## Brief
For this exercise, reproduce each entry below exactly, excluding pictures.

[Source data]
= = = =

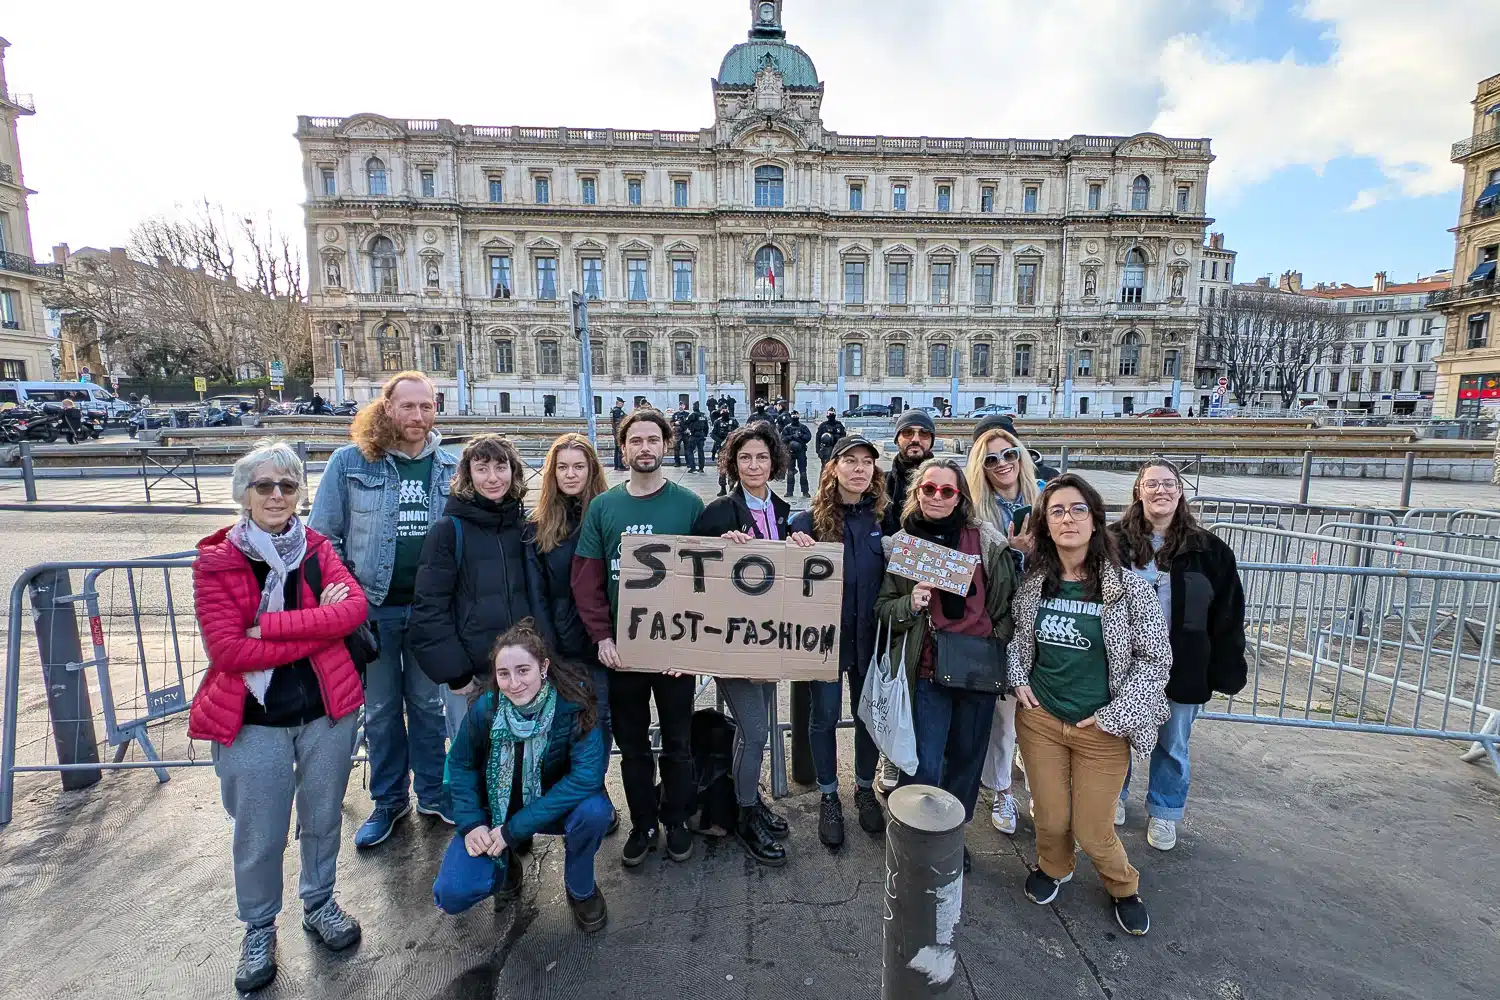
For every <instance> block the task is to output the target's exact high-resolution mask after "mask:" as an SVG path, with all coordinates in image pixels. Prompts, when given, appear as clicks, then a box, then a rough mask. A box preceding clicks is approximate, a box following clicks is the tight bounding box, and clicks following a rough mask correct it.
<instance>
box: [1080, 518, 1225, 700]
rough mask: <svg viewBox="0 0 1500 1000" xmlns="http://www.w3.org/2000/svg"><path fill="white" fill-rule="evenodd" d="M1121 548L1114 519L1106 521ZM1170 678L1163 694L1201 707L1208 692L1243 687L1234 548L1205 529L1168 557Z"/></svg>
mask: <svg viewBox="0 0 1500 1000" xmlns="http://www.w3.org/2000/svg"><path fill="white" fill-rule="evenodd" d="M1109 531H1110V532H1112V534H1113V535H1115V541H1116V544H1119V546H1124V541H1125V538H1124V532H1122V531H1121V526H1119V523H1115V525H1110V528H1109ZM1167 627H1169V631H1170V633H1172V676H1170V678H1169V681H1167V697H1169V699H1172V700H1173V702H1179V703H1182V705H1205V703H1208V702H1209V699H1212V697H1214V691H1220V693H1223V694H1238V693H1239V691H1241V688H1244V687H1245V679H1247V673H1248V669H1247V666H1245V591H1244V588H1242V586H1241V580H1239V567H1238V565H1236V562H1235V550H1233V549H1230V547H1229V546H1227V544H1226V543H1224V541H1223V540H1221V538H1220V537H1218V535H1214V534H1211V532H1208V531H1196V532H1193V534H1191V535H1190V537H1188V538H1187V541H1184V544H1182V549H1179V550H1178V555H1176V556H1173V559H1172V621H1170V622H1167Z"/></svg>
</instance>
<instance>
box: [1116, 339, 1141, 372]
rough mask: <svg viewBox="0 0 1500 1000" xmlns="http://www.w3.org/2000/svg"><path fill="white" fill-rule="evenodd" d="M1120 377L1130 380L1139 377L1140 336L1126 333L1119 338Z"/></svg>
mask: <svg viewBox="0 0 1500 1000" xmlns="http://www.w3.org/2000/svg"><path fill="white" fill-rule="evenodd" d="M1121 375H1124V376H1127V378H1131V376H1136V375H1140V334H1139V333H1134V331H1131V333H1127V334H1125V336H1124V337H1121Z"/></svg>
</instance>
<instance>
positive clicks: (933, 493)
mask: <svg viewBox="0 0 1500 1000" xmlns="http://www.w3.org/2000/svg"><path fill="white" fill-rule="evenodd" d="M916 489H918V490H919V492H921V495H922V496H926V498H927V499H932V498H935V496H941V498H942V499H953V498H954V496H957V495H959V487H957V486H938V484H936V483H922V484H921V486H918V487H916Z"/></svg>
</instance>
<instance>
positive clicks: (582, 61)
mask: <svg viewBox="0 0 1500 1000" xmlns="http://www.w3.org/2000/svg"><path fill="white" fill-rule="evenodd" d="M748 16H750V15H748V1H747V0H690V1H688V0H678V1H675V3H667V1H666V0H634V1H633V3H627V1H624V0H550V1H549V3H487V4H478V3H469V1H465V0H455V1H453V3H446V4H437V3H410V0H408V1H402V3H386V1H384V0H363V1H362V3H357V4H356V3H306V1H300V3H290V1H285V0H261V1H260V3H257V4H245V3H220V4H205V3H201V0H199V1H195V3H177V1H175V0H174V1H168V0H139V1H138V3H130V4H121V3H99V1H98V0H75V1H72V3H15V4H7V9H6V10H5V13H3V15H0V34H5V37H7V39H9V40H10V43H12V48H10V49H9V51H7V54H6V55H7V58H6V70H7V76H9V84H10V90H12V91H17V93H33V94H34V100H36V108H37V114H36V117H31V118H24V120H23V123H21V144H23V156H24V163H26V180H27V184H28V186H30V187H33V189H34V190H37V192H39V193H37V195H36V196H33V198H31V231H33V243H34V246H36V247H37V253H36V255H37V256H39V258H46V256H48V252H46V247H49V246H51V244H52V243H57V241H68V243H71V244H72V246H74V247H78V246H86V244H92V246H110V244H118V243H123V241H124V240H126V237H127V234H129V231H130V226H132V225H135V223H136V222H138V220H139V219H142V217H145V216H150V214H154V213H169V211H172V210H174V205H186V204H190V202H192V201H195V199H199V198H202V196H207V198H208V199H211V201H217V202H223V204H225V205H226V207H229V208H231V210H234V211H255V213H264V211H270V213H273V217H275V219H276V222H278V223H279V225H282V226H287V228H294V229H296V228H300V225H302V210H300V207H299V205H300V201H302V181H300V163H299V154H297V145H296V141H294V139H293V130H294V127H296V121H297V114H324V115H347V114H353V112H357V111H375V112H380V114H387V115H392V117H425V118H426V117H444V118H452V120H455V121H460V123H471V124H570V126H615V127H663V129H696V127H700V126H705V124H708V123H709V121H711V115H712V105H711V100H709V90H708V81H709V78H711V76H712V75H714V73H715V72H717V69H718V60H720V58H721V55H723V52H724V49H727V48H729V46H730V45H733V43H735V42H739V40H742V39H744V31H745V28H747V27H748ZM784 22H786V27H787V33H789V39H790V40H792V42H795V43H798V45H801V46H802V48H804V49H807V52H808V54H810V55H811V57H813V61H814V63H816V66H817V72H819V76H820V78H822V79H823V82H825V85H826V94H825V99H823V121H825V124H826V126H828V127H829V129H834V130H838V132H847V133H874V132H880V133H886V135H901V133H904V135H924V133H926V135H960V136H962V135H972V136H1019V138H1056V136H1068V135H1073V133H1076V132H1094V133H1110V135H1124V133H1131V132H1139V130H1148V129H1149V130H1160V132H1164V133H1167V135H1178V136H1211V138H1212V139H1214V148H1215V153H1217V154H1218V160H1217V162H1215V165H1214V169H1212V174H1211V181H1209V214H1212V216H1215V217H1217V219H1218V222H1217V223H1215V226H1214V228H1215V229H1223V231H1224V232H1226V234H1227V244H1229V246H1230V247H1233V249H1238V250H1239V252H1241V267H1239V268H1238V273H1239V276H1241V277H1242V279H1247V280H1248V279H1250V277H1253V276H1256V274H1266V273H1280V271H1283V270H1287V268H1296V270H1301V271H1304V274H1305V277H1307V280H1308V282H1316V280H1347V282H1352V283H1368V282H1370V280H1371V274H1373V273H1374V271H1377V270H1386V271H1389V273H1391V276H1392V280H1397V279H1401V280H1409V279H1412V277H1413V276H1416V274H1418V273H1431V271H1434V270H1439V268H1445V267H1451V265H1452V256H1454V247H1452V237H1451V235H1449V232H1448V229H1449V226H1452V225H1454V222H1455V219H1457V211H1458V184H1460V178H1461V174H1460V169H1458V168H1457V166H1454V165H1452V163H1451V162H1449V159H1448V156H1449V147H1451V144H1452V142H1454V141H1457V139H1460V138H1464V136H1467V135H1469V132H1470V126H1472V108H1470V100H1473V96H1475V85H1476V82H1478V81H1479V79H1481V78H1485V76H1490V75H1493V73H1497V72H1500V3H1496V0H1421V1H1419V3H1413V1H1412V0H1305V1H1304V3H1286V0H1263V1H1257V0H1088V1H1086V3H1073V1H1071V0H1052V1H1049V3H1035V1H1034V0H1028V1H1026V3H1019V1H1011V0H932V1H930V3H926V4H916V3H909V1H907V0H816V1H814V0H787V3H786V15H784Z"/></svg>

= = = =

## Task answer
For every <instance> block the task is to output the target's exact high-resolution mask after "mask:" as an SVG path, with all coordinates in image pixels. Prompts, when given, appear as clicks, then a box, then a rough mask. A box preceding clicks is approximate, a box following clicks is the tight bounding box, and clicks following a rough mask correct it.
<instance>
box: [1080, 518, 1225, 700]
rough mask: <svg viewBox="0 0 1500 1000" xmlns="http://www.w3.org/2000/svg"><path fill="white" fill-rule="evenodd" d="M1121 548L1114 519L1106 521ZM1170 678L1163 694L1201 707L1208 692L1243 687L1234 548L1205 529L1168 557Z"/></svg>
mask: <svg viewBox="0 0 1500 1000" xmlns="http://www.w3.org/2000/svg"><path fill="white" fill-rule="evenodd" d="M1109 531H1110V532H1112V534H1113V535H1115V541H1116V544H1119V546H1124V541H1125V538H1124V532H1122V531H1121V526H1119V523H1115V525H1110V528H1109ZM1167 627H1169V631H1170V633H1172V676H1170V678H1169V681H1167V697H1169V699H1172V700H1173V702H1179V703H1182V705H1205V703H1208V702H1209V699H1212V697H1214V691H1220V693H1223V694H1238V693H1239V691H1241V688H1244V687H1245V679H1247V673H1248V669H1247V666H1245V591H1244V588H1242V586H1241V580H1239V567H1238V565H1236V562H1235V550H1233V549H1230V547H1229V546H1227V544H1226V543H1224V541H1223V540H1221V538H1220V537H1218V535H1214V534H1211V532H1208V531H1196V532H1193V534H1191V535H1190V537H1188V538H1187V541H1184V544H1182V549H1179V550H1178V555H1176V556H1173V559H1172V621H1170V622H1167Z"/></svg>
</instance>
<instance>
box: [1116, 339, 1141, 372]
rough mask: <svg viewBox="0 0 1500 1000" xmlns="http://www.w3.org/2000/svg"><path fill="white" fill-rule="evenodd" d="M1120 377L1130 380L1139 377L1140 336L1126 333L1119 338Z"/></svg>
mask: <svg viewBox="0 0 1500 1000" xmlns="http://www.w3.org/2000/svg"><path fill="white" fill-rule="evenodd" d="M1121 375H1124V376H1127V378H1131V376H1136V375H1140V334H1139V333H1134V331H1131V333H1127V334H1125V336H1124V337H1121Z"/></svg>
</instance>
<instance>
positive clicks: (933, 493)
mask: <svg viewBox="0 0 1500 1000" xmlns="http://www.w3.org/2000/svg"><path fill="white" fill-rule="evenodd" d="M916 489H918V490H919V492H921V495H922V496H926V498H927V499H932V498H935V496H941V498H942V499H953V498H954V496H957V495H959V487H957V486H938V484H936V483H922V484H921V486H918V487H916Z"/></svg>
</instance>
<instance>
positive clicks: (582, 61)
mask: <svg viewBox="0 0 1500 1000" xmlns="http://www.w3.org/2000/svg"><path fill="white" fill-rule="evenodd" d="M748 16H750V15H748V1H747V0H690V1H688V0H678V1H675V3H667V1H666V0H634V1H633V3H627V1H624V0H550V1H549V3H487V4H478V3H469V1H465V0H455V1H453V3H446V4H437V3H410V0H408V1H402V3H386V1H384V0H363V1H362V3H357V4H356V3H306V1H300V3H290V1H285V0H261V1H260V3H257V4H245V3H220V4H205V3H201V0H199V1H195V3H177V1H175V0H174V1H168V0H139V1H138V3H130V4H121V3H99V1H98V0H75V1H72V3H15V4H7V9H6V10H5V13H3V15H0V34H5V37H7V39H9V40H10V43H12V48H10V49H9V51H7V54H6V55H7V58H6V70H7V76H9V84H10V90H12V91H17V93H33V94H34V100H36V108H37V114H36V117H31V118H24V120H23V123H21V144H23V156H24V163H26V180H27V184H28V186H30V187H33V189H34V190H37V192H39V193H37V195H36V196H33V198H31V231H33V243H34V246H36V247H37V253H36V255H37V256H39V258H46V256H48V252H46V247H49V246H51V244H52V243H57V241H68V243H71V244H72V246H74V247H78V246H86V244H92V246H110V244H118V243H123V241H124V240H126V237H127V234H129V231H130V226H132V225H135V223H136V222H138V220H139V219H142V217H145V216H150V214H154V213H169V211H172V210H174V205H186V204H190V202H192V201H195V199H199V198H202V196H207V198H208V199H211V201H217V202H223V204H225V205H226V207H229V208H231V210H234V211H255V213H264V211H270V213H273V217H275V219H276V222H278V223H279V225H282V226H287V228H294V229H296V228H300V225H302V210H300V207H299V205H300V201H302V181H300V163H299V154H297V145H296V141H294V139H293V130H294V127H296V121H297V114H324V115H347V114H353V112H357V111H375V112H380V114H387V115H392V117H425V118H426V117H444V118H452V120H455V121H460V123H471V124H570V126H615V127H663V129H696V127H700V126H705V124H708V123H709V121H711V115H712V105H711V100H709V90H708V81H709V78H711V76H712V75H714V73H715V72H717V69H718V60H720V58H721V55H723V52H724V49H727V48H729V46H730V45H733V43H735V42H739V40H742V39H744V31H745V28H747V27H748ZM784 22H786V27H787V33H789V39H790V40H792V42H795V43H798V45H801V46H802V48H804V49H807V52H808V54H810V55H811V57H813V61H814V63H816V66H817V72H819V76H820V78H822V79H823V82H825V85H826V94H825V99H823V121H825V124H826V126H828V127H829V129H834V130H838V132H847V133H874V132H880V133H886V135H901V133H904V135H924V133H926V135H960V136H962V135H972V136H1019V138H1056V136H1068V135H1073V133H1076V132H1094V133H1110V135H1124V133H1131V132H1139V130H1148V129H1149V130H1160V132H1164V133H1167V135H1178V136H1211V138H1212V139H1214V148H1215V153H1217V154H1218V160H1217V162H1215V165H1214V169H1212V174H1211V181H1209V214H1212V216H1215V217H1217V219H1218V222H1217V223H1215V226H1214V228H1215V229H1223V231H1224V232H1226V234H1227V244H1229V246H1230V247H1233V249H1238V250H1239V252H1241V267H1239V268H1238V273H1239V276H1241V277H1242V279H1247V280H1248V279H1250V277H1253V276H1256V274H1266V273H1280V271H1283V270H1287V268H1296V270H1301V271H1304V274H1305V277H1307V280H1308V282H1316V280H1347V282H1352V283H1368V282H1370V280H1371V274H1373V273H1374V271H1377V270H1386V271H1389V273H1391V276H1392V280H1397V279H1401V280H1409V279H1412V277H1413V276H1416V274H1418V273H1431V271H1434V270H1439V268H1445V267H1451V265H1452V256H1454V247H1452V237H1451V235H1449V232H1448V229H1449V226H1452V225H1454V222H1455V219H1457V211H1458V184H1460V178H1461V174H1460V169H1458V168H1457V166H1454V165H1452V163H1451V162H1449V159H1448V156H1449V147H1451V144H1452V142H1454V141H1457V139H1460V138H1464V136H1467V135H1469V132H1470V126H1472V108H1470V100H1473V96H1475V85H1476V82H1478V81H1479V79H1481V78H1485V76H1490V75H1493V73H1497V72H1500V3H1496V0H1421V1H1419V3H1413V1H1412V0H1305V1H1304V3H1286V0H1263V1H1257V0H1088V1H1086V3H1073V1H1071V0H1052V1H1049V3H1035V1H1034V0H1028V1H1026V3H1019V1H1011V0H932V1H930V3H926V4H916V3H909V1H907V0H816V1H814V0H787V3H786V15H784Z"/></svg>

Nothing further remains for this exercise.